[Dataset excerpts]
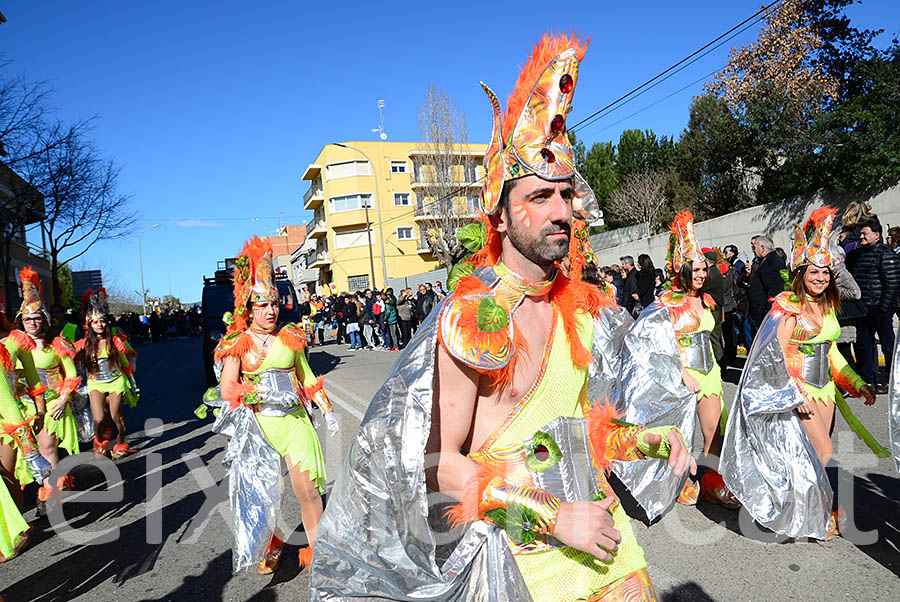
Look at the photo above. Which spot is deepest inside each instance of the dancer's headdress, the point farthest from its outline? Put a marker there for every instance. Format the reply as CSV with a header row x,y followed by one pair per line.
x,y
683,246
94,305
254,278
531,138
32,294
811,241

◆ Task to carry out: All entries should be reproduced exactly; no picture belongs in the result.

◆ Solution to the problem:
Look at the photo above. Which spot is deepest inside each instance of the dancer's headdress, the point farthest from its outline? Put a marker there for every instance. Format the reply as CSV with a header row x,y followed by one pair per line.
x,y
683,246
94,305
254,278
531,138
32,294
811,241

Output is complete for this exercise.